CHALLENGE -
Copy the discussion excerpt from "it should probably" up to and including "17:20, 22 April 2021 (UTC)", putting "small" in place of "simple".

SOURCE EXCERPT -
___
Another ghost cueball comic! You can see it in the last panel. 108.162.216.54 06:03, 22 April 2021 (UTC)

Is that something that has happened before? First time noticing it. Is it just a remnant of the sketching? Of doest it mean something? 162.158.93.213 13:21, 22 April 2021 (UTC)
It has happened, and is now mentioned in the trivia section. --Kynde (talk) 16:43, 23 April 2021 (UTC)
Randall seems to have update the comic to remove the ghost head. Someone should update it here too. (I don't know how). DrPumpkinz (talk) 00:07, 23 April 2021 (UTC)

Someone needs to add an explanation of the Lambda, and possibly how Excel is implementing it. (I suppose it would immediately be useful for cutting down common re-use within a formula line, though =IF(ISERR(FIND(":",A1)),A1,RIGHT(A1,LEN(A1)-FIND(":",A1))) is a trivial repeat of the FIND, once to check, then again to do, I often need to do far more nested things, check for being a value, repeat the FIND to deal with the LEFT, etc.) But it has the smell of being effectively a Macro in this instance. Which already seems to me to be the only way to run a proper Turing Machine in an Excel column without hitting Circular Reference issues.


Would it be a stretch to say that Turing's inability to prove if Cueball will stop is actually equivalent to the halting problem, except it is for Cueball and not an arbitrary Turing machine? I thought that was pretty funny. xTheBHox (talk) 11:30, 22 April 2021 (UTC)


Microsoft themselves claim that the addition of LAMBDA makes Excel turing-comlpete (see here: https://techcommunity.microsoft.com/t5/excel-blog/announcing-lambda-turn-excel-formulas-into-custom-functions/ba-p/1925546). Based on this comic, I would argue that it already was... 162.158.159.36 12:55, 22 April 2021 (UTC)

Someone has already made Conway's game of life in excel (http://dailydoseofexcel.com/archives/2011/04/06/conways-game-of-life-simulation-in-excel) and game of life has been shown to be Turing complete. Kvarts314 (talk) 13:28, 22 April 2021 (UTC)
Since Excel has a way to store and do math on numbers, and also a way to 'point' to a certain cell, it is Turing-complete. A lambda function is not necessary for Turing-completeness (e.x. a turing machine does not have one.) 162.158.255.250 15:14, 22 April 2021 (UTC)

it should probably be mentioned that the number of excel rows is emphatically *not* infinite, so only simple turing machines could be implemented this way. 162.158.93.15 17:20, 22 April 2021 (UTC)

In fact, it technically isn't Turing complete, as it has only a finite amount of data. It might be a finite-state-machine or the like, though. --108.162.219.218 20:22, 22 April 2021 (UTC)
Turing completeness is a qualilty of a model of computing, not a particular physical implementation. There's no inherent limit to the size of a spreadsheet, so it's as Turing-complete as any programming language. Any actual implementation of a Turing Machine only has a finite tape, not an infinite tape like the theoretical model. Barmar (talk) 15:39, 23 April 2021 (UTC)
___
DATA EXCERPT -
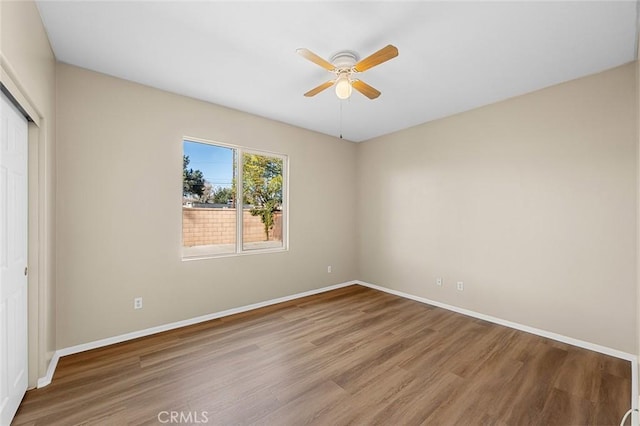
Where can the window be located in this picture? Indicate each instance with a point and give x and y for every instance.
___
EXERCISE ANSWER -
it should probably be mentioned that the number of excel rows is emphatically *not* infinite, so only small turing machines could be implemented this way. 162.158.93.15 17:20, 22 April 2021 (UTC)